• [PAGE EXTRACT]:

Why so few turn to the web in an emergency
The Worldwide Web can handle thousands of queries simultaneously and be updated every minute if need be. In the developed world it is used by between 60 and 70 per cent of people. Yet in times of crisis it is still all but ignored as an information medium
|Government of Thailand||Ministry of public health, Thailand|
|UK Foreign & Commonwealth Office||BP|
|Highland, Western Isles and Moray councils|
I have followed the web coverage of several disasters in the last year, partly because there have been more than usual, and partly because I wanted to see whether people were realising the potential of the world’s biggest noticeboard. It should not need huge imagination. When something dramatic happens, you need to get information to as many people as possible. Telephone is hopeless at that because it is a one-to-one medium; radio used to be the answer, and still works for local problems. But only the web can get very detailed, fast-updated information out to millions of people at the same time.
How it has been done
I kept an eye on government sites late last December in the aftermath of the East Asia tsunami. Most posted a phone number quickly, but it took a week or so before much practical information was published. Yet within a day the Thai government site was displaying a link to a special section, in Thai and English, that listed names of victims. Two days later, the ministry of public health (ems.narenthorn.or.th) was providing long lists with names, nationality and status. Shortly after that, the site linked to individual hospital sites, where lists of victims, people in care and those who had been discharged were available on spreadsheets.

• [PROVIDED INFORMATION]:
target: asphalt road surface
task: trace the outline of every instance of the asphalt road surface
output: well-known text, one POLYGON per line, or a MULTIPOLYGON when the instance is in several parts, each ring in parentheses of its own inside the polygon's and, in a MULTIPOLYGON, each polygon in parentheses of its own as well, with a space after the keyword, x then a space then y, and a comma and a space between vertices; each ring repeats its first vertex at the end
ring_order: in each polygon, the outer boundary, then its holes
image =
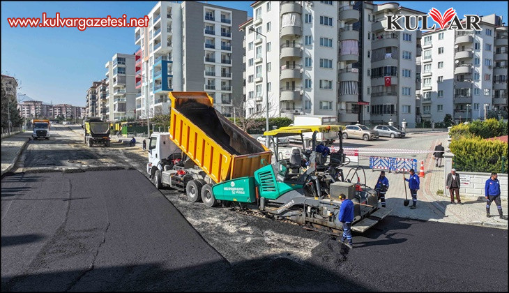
MULTIPOLYGON (((388 217, 349 250, 158 191, 138 149, 52 135, 30 142, 15 170, 24 174, 1 181, 3 291, 508 290, 507 230, 388 217), (142 174, 91 171, 115 167, 142 174)), ((434 140, 416 136, 425 149, 434 140)), ((389 140, 377 147, 401 148, 389 140)))

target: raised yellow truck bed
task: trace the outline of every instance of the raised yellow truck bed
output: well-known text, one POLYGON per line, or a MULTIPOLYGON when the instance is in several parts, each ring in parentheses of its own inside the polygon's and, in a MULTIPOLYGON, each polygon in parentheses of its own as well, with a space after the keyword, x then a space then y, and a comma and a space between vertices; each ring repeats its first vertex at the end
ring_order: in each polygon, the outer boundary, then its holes
POLYGON ((214 181, 253 176, 271 163, 271 152, 214 109, 206 92, 168 95, 170 139, 214 181))

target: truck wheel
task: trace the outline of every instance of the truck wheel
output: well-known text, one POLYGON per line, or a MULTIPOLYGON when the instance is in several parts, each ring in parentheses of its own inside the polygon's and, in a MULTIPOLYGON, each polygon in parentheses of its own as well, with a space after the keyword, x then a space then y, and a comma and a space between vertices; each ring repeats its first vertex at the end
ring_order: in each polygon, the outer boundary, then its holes
POLYGON ((188 182, 185 186, 185 194, 188 195, 188 200, 191 202, 199 201, 203 184, 198 180, 194 179, 188 182))
POLYGON ((212 193, 212 186, 209 184, 205 184, 202 188, 202 201, 208 207, 214 206, 217 202, 214 194, 212 193))
POLYGON ((156 188, 162 188, 162 183, 161 183, 161 170, 155 170, 155 172, 154 172, 154 174, 152 176, 152 183, 154 183, 156 188))

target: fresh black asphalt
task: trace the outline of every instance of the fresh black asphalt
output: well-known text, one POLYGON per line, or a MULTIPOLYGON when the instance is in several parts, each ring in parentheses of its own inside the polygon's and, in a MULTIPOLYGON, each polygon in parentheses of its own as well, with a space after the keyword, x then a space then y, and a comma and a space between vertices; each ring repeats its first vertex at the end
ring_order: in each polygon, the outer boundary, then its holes
MULTIPOLYGON (((388 217, 354 234, 349 250, 324 234, 245 217, 250 225, 320 244, 301 263, 228 264, 137 171, 8 176, 1 289, 508 291, 506 230, 388 217)), ((227 238, 222 245, 235 249, 227 238)))

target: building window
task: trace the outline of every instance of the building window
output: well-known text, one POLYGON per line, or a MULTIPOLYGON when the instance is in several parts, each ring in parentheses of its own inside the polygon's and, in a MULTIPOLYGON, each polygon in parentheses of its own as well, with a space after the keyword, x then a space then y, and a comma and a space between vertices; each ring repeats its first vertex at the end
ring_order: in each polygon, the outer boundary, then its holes
POLYGON ((320 67, 322 68, 332 68, 333 61, 332 59, 324 59, 320 58, 320 67))
POLYGON ((320 45, 322 47, 331 47, 333 46, 333 39, 328 38, 320 38, 320 45))
POLYGON ((320 101, 320 110, 333 110, 333 103, 326 100, 320 101))
POLYGON ((320 24, 332 27, 333 17, 329 17, 328 16, 320 16, 320 24))
POLYGON ((431 50, 427 50, 426 51, 424 51, 424 60, 430 59, 431 59, 431 50))
POLYGON ((320 80, 320 89, 333 89, 333 81, 320 80))

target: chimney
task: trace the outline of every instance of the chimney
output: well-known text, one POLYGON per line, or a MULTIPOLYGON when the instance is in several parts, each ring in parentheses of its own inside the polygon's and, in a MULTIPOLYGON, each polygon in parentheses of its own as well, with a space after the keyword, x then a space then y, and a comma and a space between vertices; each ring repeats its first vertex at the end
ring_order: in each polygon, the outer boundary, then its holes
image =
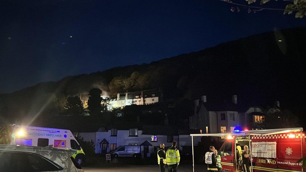
POLYGON ((167 116, 167 114, 165 114, 165 120, 164 121, 164 124, 165 125, 168 125, 169 123, 169 120, 168 120, 168 116, 167 116))
POLYGON ((194 100, 194 107, 199 107, 199 100, 194 100))
POLYGON ((235 105, 237 104, 237 95, 234 95, 232 97, 233 99, 233 103, 235 105))
POLYGON ((201 100, 203 102, 207 102, 206 100, 206 96, 201 96, 201 100))
POLYGON ((276 105, 276 107, 279 107, 279 101, 277 101, 275 102, 275 105, 276 105))

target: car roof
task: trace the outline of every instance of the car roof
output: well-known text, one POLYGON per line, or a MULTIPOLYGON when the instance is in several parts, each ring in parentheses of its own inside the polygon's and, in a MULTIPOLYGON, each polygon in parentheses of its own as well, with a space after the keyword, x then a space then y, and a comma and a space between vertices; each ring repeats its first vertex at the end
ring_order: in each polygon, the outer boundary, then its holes
POLYGON ((36 154, 53 161, 64 169, 75 167, 70 159, 75 152, 71 150, 49 147, 0 145, 1 151, 36 154))

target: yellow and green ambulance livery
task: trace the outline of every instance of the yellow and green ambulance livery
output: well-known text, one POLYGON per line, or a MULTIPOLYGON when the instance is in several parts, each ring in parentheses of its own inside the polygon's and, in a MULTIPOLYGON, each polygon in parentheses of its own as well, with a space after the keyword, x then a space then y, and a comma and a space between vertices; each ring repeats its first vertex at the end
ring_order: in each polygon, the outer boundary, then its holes
POLYGON ((70 130, 14 125, 11 145, 52 146, 74 151, 72 157, 80 164, 84 163, 85 154, 70 130))

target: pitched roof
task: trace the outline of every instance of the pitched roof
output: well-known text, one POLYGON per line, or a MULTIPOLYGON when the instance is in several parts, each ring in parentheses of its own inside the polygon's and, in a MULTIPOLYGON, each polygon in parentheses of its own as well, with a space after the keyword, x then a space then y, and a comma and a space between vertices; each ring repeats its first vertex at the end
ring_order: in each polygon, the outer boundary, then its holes
POLYGON ((149 142, 148 142, 147 140, 145 141, 144 142, 144 143, 140 144, 140 146, 152 146, 152 145, 151 144, 151 143, 149 143, 149 142))
POLYGON ((175 126, 162 125, 144 125, 142 134, 148 135, 177 136, 177 129, 175 126))

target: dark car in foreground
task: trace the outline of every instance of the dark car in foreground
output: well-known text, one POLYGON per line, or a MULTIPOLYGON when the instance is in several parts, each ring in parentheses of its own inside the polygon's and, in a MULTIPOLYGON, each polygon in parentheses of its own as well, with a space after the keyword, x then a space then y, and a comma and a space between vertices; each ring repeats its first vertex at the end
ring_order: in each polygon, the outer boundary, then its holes
POLYGON ((0 145, 0 171, 83 172, 74 152, 46 147, 0 145))

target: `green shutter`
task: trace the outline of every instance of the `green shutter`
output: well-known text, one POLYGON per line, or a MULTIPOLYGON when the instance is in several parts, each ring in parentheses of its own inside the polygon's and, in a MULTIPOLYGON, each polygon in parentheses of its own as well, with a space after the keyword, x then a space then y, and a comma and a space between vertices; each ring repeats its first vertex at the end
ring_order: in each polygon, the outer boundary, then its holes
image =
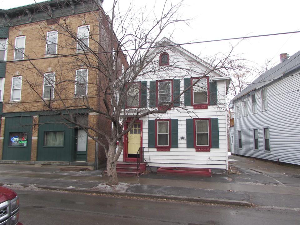
POLYGON ((187 148, 194 148, 194 126, 192 119, 187 119, 187 148))
MULTIPOLYGON (((191 85, 191 78, 185 78, 183 80, 184 85, 184 90, 188 88, 191 85)), ((190 106, 191 105, 191 91, 188 90, 184 92, 184 105, 185 106, 190 106)))
MULTIPOLYGON (((180 80, 174 79, 173 80, 173 98, 175 99, 180 93, 180 80)), ((180 106, 180 98, 179 97, 173 104, 174 106, 180 106)))
POLYGON ((219 122, 218 118, 211 118, 212 148, 218 148, 219 144, 219 122))
POLYGON ((156 82, 150 82, 150 93, 149 106, 151 108, 156 107, 156 82))
POLYGON ((171 147, 178 148, 178 120, 171 120, 171 147))
POLYGON ((0 27, 0 38, 8 38, 8 32, 9 31, 9 27, 0 27))
POLYGON ((148 148, 155 147, 155 121, 149 120, 148 121, 148 148))
POLYGON ((217 82, 209 82, 209 104, 218 105, 218 99, 217 93, 217 82))
POLYGON ((147 107, 147 82, 141 82, 141 107, 147 107))
MULTIPOLYGON (((5 77, 6 72, 6 62, 0 61, 0 78, 5 77)), ((2 91, 3 91, 3 90, 2 91)))

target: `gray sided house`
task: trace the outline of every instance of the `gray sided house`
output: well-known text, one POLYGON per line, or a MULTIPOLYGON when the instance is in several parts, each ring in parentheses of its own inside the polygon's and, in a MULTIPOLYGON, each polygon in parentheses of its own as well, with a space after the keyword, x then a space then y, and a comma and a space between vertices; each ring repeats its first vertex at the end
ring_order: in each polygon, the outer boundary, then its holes
POLYGON ((300 165, 300 51, 280 58, 231 101, 231 151, 300 165))

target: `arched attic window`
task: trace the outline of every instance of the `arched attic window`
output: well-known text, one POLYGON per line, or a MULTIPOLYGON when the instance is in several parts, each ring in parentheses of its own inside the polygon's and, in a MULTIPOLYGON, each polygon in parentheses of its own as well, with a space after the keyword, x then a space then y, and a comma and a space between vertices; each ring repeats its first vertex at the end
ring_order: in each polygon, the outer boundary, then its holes
POLYGON ((162 52, 159 56, 159 65, 167 66, 169 64, 169 54, 167 52, 162 52))

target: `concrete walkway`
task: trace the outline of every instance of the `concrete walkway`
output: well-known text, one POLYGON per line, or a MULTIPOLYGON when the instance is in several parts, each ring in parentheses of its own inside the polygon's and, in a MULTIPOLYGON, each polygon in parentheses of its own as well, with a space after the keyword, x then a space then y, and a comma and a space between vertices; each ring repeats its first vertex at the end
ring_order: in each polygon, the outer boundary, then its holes
MULTIPOLYGON (((0 184, 300 210, 300 169, 250 158, 229 156, 230 169, 211 178, 158 175, 119 178, 105 185, 103 170, 75 172, 62 167, 0 165, 0 184)), ((18 191, 17 190, 17 192, 18 191)))

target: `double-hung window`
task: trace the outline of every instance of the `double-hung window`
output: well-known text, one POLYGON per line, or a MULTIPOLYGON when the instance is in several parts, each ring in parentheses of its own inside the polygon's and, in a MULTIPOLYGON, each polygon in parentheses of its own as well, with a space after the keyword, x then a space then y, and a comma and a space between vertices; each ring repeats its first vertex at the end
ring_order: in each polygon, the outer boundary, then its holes
POLYGON ((22 77, 14 77, 12 82, 12 101, 20 101, 21 99, 21 88, 22 77))
POLYGON ((57 51, 58 33, 56 31, 47 32, 46 55, 55 55, 57 51))
POLYGON ((252 105, 252 113, 256 112, 256 96, 253 94, 251 96, 251 102, 252 105))
POLYGON ((0 39, 0 61, 6 60, 7 54, 7 39, 0 39))
POLYGON ((78 27, 77 36, 77 51, 86 51, 88 48, 90 36, 90 25, 84 25, 78 27))
POLYGON ((269 128, 263 128, 263 138, 265 140, 265 150, 270 151, 270 136, 269 134, 269 128))
POLYGON ((0 102, 3 101, 5 78, 0 78, 0 102))
POLYGON ((253 129, 254 132, 254 149, 258 149, 258 131, 257 129, 253 129))
POLYGON ((48 73, 44 74, 43 98, 53 98, 54 97, 54 84, 55 80, 55 73, 48 73))
POLYGON ((138 107, 140 105, 140 83, 134 83, 129 88, 127 94, 128 107, 138 107))
POLYGON ((198 79, 192 80, 192 83, 195 84, 192 89, 193 104, 207 105, 208 102, 208 78, 202 78, 197 82, 198 79))
POLYGON ((157 143, 158 147, 170 147, 171 120, 156 121, 157 143))
POLYGON ((88 94, 88 74, 87 69, 76 71, 75 96, 85 96, 88 94))
POLYGON ((244 115, 247 116, 248 115, 248 102, 247 99, 244 99, 243 102, 244 104, 244 115))
POLYGON ((15 43, 15 60, 24 58, 25 51, 25 36, 21 36, 16 38, 15 43))
POLYGON ((262 110, 268 109, 268 104, 267 101, 267 90, 264 88, 260 91, 260 95, 262 98, 262 110))
POLYGON ((158 82, 158 103, 159 106, 168 105, 172 101, 172 82, 165 81, 158 82))

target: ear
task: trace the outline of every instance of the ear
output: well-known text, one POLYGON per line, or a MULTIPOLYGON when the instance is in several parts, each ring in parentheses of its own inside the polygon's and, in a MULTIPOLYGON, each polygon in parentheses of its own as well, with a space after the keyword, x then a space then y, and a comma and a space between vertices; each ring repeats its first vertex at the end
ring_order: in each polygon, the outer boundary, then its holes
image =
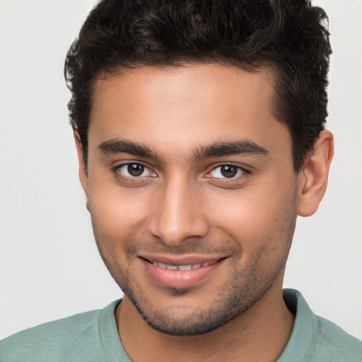
POLYGON ((318 209, 327 189, 334 153, 333 135, 322 131, 298 175, 298 214, 310 216, 318 209))
POLYGON ((81 143, 81 138, 76 131, 74 131, 74 141, 76 141, 76 151, 78 153, 78 161, 79 163, 79 180, 82 185, 83 190, 86 195, 86 202, 87 209, 89 210, 89 202, 88 194, 88 174, 84 162, 84 153, 83 151, 82 144, 81 143))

• [PROBLEM SET]:
(a) Reproduce word for word the part of the article on web use in emergencies starting at "How it has been" and ending at "available on spreadsheets.".
(b) Write the next part of the article on web use in emergencies, picking up after its last sentence.

• [EXERCISE RESPONSES]:
(a)
How it has been done
I kept an eye on government sites late last December in the aftermath of the East Asia tsunami. Most posted a phone number quickly, but it took a week or so before much practical information was published. Yet within a day the Thai government site was displaying a link to a special section, in Thai and English, that listed names of victims. Two days later, the ministry of public health (ems.narenthorn.or.th) was providing long lists with names, nationality and status. Shortly after that, the site linked to individual hospital sites, where lists of victims, people in care and those who had been discharged were available on spreadsheets.

(b)
The UK’s Foreign & Commonwealth Office (FCO) was criticised in a recent report for its poor performance last December. Its telephone switchboard was jammed, it said, because only 36 call centre operators were available to staff it. Think what would have happened had worried relatives and friends in Europe and the US turned first to their computers last December, and governments had all matched Thailand’s approach. They would have been given all the information available as quickly as possible, and great pressure would have been taken off the official phone helplines. People without access to the internet could have rung, of course, but they would have had a much better chance of getting through.
Cultural barrier to be overcome
Many governments have been pushing electronic delivery of services hard, and I can now go to my local authority’s website to tell it if I’m missed by the weekly rubbish collection. Yet most people will still pick up the phone or, more likely, sigh and wait until next week. They have internet access, so why do they not turn first to the web? The reason, surely, is the same one that kept the FCO switchboard jammed. Neither suppliers of information (government) nor its consumers (relatives or citizens) think of the web first. We live in a telephone culture. It will change, should change, but will take time and could do with some help.
Evidence from this year’s disasters shows some small shifts in the right direction. Individuals in the most wired countries already think in terms of the web; the private sector is making moves; and government… well, there are a few hopeful indicators.
People and businesses first
Proof that the individual is way ahead of government came when Hurricane Katrina swept across the US gulf states in August. Even as the winds howled, forums were clogged by people asking for or giving news. It was like CB radio, but on a vast scale. Soon special sites – again built by individuals – appeared to help people find their friends and relatives. This was a high point, albeit a sad one, for the web, yet neither state nor federal government took any significant part in it.
A few businesses have showed their readiness. BP suffered a number of crises in the US during the year, including a fatal explosion on 23 March at the Texas City refinery and a series of hurricanes that battered its facilities. In each case it triggered a special site within hours to provide information to locals and give them an easy way to ask questions. The site (see bpresponse.org for the Texas City one) is run separately from bp.com, and is designed to handle large traffic volumes – exactly what governments needed after the tsunami or Katrina.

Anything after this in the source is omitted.